*GEGEVEN TEKST:*
Koninklijk Huis

Meer dan Paleis Soestdijk

Sinds de openstelling voor het publiek is Paleis Soestdijk een trekker. Na de bezichtiging van het voormalige huis van koningin Juliana en prins Bernhard stappen veel bezoekers weer in de auto naar huis. Een gemiste kans, want in de omgeving van het paleis is nog veel meer koninklijks te vinden: Kasteel Drakensteyn, de school van de jonge Beatrix en haar zussen, een monument ter ere van koningin Emma, een stationswachtkamer voor de Oranjes en nog veel meer. Nieuwe wandel- en fietsroutes voeren erlangs.

W. G. Hulsman
13 April 2007 18:29Gewijzigd op 14 November 2020 04:41
Vlak bij het spoor staat het Emmamonument. De koningin moeder vertoefde graag op Paleis Soestdijk. Foto's RD, Anton Dommerholt
Vlak bij het spoor staat het Emmamonument. De koningin moeder vertoefde graag op Paleis Soestdijk. Foto's RD, Anton Dommerholt

De narcissen voor Paleis Soestdijk staan in bloei. Langzaam worden de bomen groen. Ook die in de lange laan recht tegenover het bordes van het paleis. Deze voert naar de Naald, een stenen zuil opgericht ter ere van de latere koning Willem II na zijn overwinning in de Slag bij Waterloo in 1815. Vanaf de Naald is er een mooi doorkijkje terug naar het witte paleis.Het paleis en de Naald zijn een mooie start voor de fietsroute door Baarn en omgeving. In het ”Paspoort naar Vorstelijk Baarn”, dat gratis te krijgen is bij Paleis Soestdijk, de VVV en op verschillende andere punten, staat de route netjes beschreven en uitgetekend.

De route gaat eerst richting het centrum van Baarn, langs het Baarnsch Lyceum. Hier werden prinses Beatrix en haar zussen klaargestoomd voor de maatschappij. Even later voert de tocht ook langs de Nieuwe Baarnse School, de plaats waar de prinsjes leerden rekenen en schrijven.

Hier en daar wappert een vlag met wimpel. De route is vandaag extra vorstelijk, omdat prins Willem-Alexander en prinses Máxima net hun derde kindje hebben gekregen.

Bij Kasteel Groeneveld -een fraai 17e-eeuws buiten- duikt de fietser het uitgestrekte bosgebied van de Utrechtse Heuvelrug bij Baarn in. Het bos ruikt lenteachtig.

Drakensteyn
Lage Vuursche is nu het doel. Een mooie plek voor een koffiestop of lunch. Het rustige dorpje verscholen tussen de bomen biedt daarvoor veel mogelijkheden.

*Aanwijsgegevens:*
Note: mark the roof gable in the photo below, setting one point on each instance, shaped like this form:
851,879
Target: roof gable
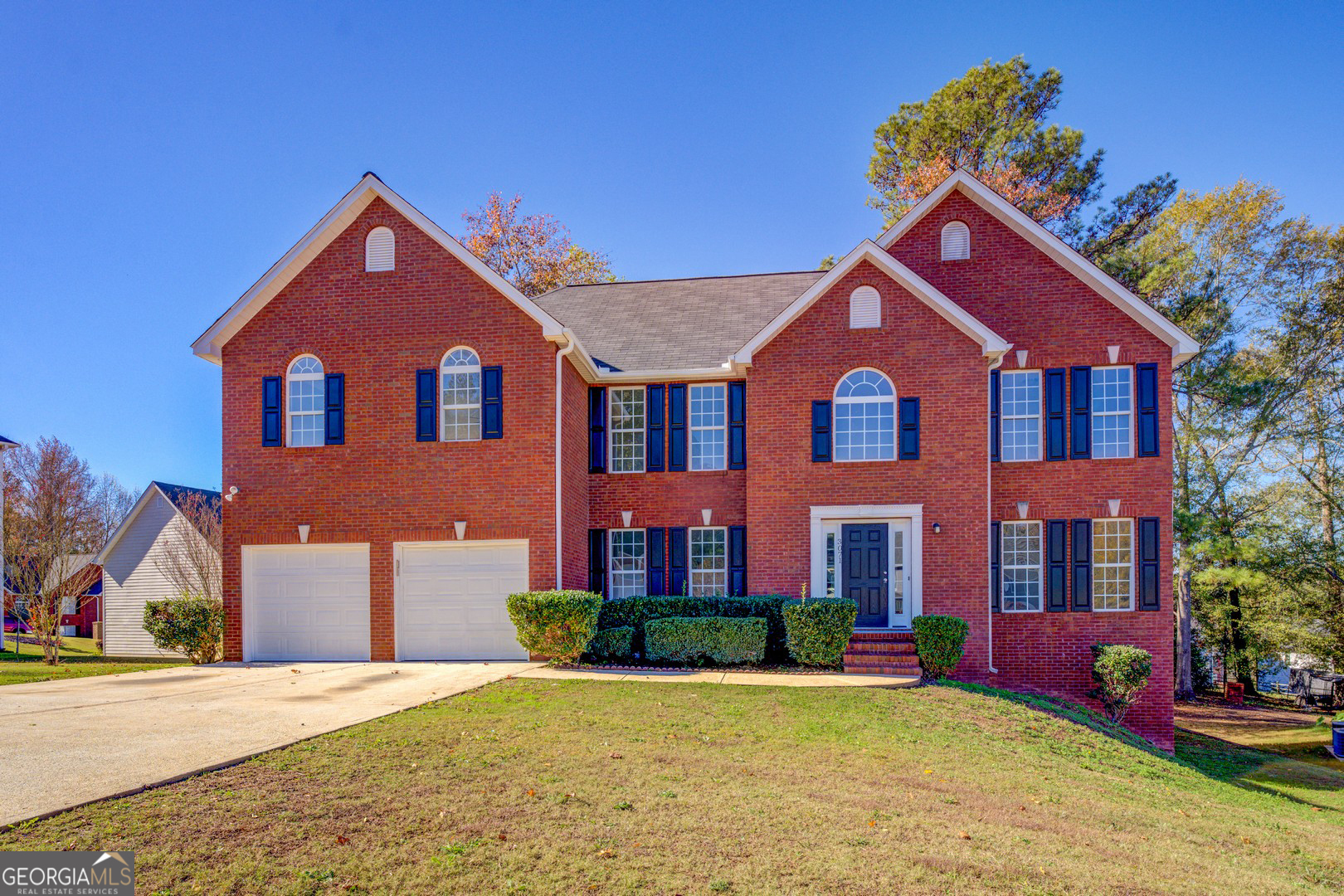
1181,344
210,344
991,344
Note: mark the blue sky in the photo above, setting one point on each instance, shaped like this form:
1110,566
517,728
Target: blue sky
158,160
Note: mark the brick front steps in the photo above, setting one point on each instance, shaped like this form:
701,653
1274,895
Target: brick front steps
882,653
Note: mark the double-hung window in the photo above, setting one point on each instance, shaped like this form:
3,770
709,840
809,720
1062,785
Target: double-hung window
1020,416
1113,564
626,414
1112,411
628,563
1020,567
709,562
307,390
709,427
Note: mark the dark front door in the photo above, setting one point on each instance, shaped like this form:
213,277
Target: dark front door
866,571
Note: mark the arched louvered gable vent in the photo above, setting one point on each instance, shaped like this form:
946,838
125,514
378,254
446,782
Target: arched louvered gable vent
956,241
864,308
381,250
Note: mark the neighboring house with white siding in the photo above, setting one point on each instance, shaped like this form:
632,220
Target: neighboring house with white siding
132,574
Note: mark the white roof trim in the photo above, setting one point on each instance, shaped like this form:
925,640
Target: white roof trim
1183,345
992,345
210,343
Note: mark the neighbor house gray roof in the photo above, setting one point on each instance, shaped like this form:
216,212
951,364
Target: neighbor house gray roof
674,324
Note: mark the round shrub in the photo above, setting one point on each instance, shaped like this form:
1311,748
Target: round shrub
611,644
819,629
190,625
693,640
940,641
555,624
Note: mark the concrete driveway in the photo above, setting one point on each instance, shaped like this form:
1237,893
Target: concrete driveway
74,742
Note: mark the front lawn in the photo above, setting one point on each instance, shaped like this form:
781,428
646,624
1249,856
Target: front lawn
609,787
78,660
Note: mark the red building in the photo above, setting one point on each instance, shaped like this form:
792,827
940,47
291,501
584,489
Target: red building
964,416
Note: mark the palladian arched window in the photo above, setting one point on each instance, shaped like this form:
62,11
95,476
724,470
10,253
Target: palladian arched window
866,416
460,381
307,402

*OPDRACHT:*
Stemmen de volgende beweringen overeen met de tekst over Paleis Soestdijk? Beantwoord elke bewering met ja of nee en citeer letterlijk de woorden uit de tekst over Paleis Soestdijk die de doorslag geven.
(a) De fietsroute komt langs het Baarnsch Lyceum.
(b) De Naald is opgericht ter ere van koningin Emma.
(c) De beschrijving van de fietsroute is gratis verkrijgbaar.

*UITGEWERKT ANTWOORD:*
(a) Ja: "De route gaat eerst richting het centrum van Baarn, langs het Baarnsch Lyceum."
(b) Nee: "een stenen zuil opgericht ter ere van de latere koning Willem II na zijn overwinning in de Slag bij Waterloo in 1815."
(c) Ja: "dat gratis te krijgen is bij Paleis Soestdijk, de VVV en op verschillende andere punten, staat de route netjes beschreven en uitgetekend."